Trecho da página:
===

Escrito nos livros de História

A história é contada pelos vencedores, mas com o tempo, o lado dos perdedores passa a ser conhecido. Essa é a maravilha do trabalho do Historiador, buscando em arquivos e depoimentos a integridade dos fatos pretéritos. Com a Independência do Brasil não é diferente, pois muitas versões dão conta do que realmente aconteceu naquele 7 de setembro de 1822. Ou se o determinante histórico fora exatamente aquele dia ou os acontecimentos precedentes e com outros atores políticos. Se pelo lado da precisão histórica, os detalhes compõem o verdadeiro quadro - um pouco diferente da tela de Pedro Américo no Museu do Ipiranga -, do lado contemporâneo, são os fundamentos do que veio a ser chamado de país que passam a ter valor. O Historiador, cujo dia foi comemorado em 19 de agosto, se ocupa também desse mister. Mas foi bonito ver o povo indo aos desfiles em ato cívico com as autoridades que compõem os poderes constituídos do país. Infelizmente há os que não entendem a diferença entre democracia e golpismo, ou entre patriotismo e patriotadas, e até o governador foi participar de ato esvaziado em defesa de criminosos. Vá entender!

===

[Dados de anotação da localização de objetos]
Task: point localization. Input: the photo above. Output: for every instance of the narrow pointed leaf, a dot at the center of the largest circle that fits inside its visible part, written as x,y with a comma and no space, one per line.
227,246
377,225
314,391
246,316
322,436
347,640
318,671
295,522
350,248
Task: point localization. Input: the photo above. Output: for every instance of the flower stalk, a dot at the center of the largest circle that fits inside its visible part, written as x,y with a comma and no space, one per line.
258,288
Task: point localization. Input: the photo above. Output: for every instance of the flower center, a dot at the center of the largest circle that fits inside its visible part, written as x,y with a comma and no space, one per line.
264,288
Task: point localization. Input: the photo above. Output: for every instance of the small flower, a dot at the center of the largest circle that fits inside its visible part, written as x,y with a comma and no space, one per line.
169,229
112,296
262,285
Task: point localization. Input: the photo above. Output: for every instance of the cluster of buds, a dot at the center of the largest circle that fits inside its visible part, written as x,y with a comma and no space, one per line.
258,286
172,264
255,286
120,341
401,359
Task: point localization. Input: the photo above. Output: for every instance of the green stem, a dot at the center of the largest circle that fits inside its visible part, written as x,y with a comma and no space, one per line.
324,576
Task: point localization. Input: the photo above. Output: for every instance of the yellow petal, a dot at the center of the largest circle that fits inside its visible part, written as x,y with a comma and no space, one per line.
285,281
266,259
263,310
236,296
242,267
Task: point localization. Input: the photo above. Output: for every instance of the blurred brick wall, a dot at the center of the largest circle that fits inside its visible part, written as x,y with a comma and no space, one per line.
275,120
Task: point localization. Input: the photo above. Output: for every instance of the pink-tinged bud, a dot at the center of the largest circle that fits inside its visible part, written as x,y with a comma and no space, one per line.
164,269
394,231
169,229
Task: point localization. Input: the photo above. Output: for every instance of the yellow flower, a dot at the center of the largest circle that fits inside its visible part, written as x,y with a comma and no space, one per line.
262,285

===

Enunciado 1:
No texto sobre a Independência do Brasil, quais são os quatro termos dos pares cuja diferença, segundo o autor, alguns não entendem? Enumere-os.
Enunciado 2:
De acordo com o texto sobre a Independência do Brasil, as afirmações a seguir estão corretas? Responda sim ou não a cada uma e cite as palavras do texto que decidem a questão.
(a) O dia do Historiador foi comemorado em 19 de agosto.
(b) A tela de Pedro Américo encontra-se no Museu do Ipiranga.
(c) O governador participou de um ato com grande público.
Enunciado 3:
Prolongue o texto sobre a Independência do Brasil a partir da última frase apresentada.

Resposta 1:
democracia
golpismo
patriotismo
patriotadas

Resposta 2:
(a) Sim: "O Historiador, cujo dia foi comemorado em 19 de agosto"
(b) Sim: "da tela de Pedro Américo no Museu do Ipiranga"
(c) Não: "até o governador foi participar de ato esvaziado em defesa de criminosos"

Resposta 3:
Pelo menos, muito mais gente do que os defensores de vândalos esteve na Bienal do Livro de São Paulo, no final de semana do mesmo feriado. A logística não deu conta de colocar dois eventos de grande público - a Bienal e o desfile - em locais próximos numa metrópole que já não possui espaço nem para o ar que supostamente se respira. O evento da patriotada era mais longe e não atrapalhou o trânsito, ainda que provocando mortes cívicas, em total desconstrução com a realidade. Por outro lado, fiquei sabendo de muita desorganização na Bienal, falta de informações, exploração nos preços de alimentos, filas enormes para entrar, ver, comprar, ir ao banheiro, mas o público atendeu em massa para estar junto aos livros e, principalmente, a seus autores e autoras. É o momento em que a obra ainda não está imortalizada por serem vivos os que a escreveram. Um autógrafo aqui, uma tietagem ali, uma foto acolá e vamos cumprindo o ritual de participar do evento. O intelecto superando a ignorância, ao menos em números, é um alento.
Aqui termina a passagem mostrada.